§ **Records to use**:
"""

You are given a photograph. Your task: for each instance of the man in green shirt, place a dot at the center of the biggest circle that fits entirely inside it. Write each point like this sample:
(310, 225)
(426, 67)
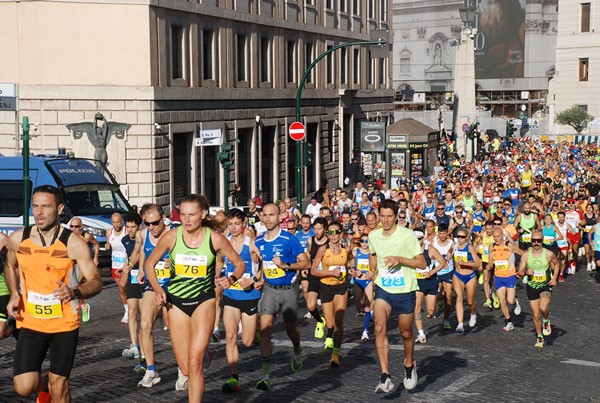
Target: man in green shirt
(395, 254)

"""

§ **Task to carry out**:
Reproduce every line of the item above verbatim, leaving out the picture.

§ **Response**:
You are given a photograph. Your task: for each instance of the man in green shirt, place a dot at the center of the biggest circle that fits entirely inside it. Write each point like this sample:
(310, 225)
(426, 67)
Target: man in green shirt
(395, 254)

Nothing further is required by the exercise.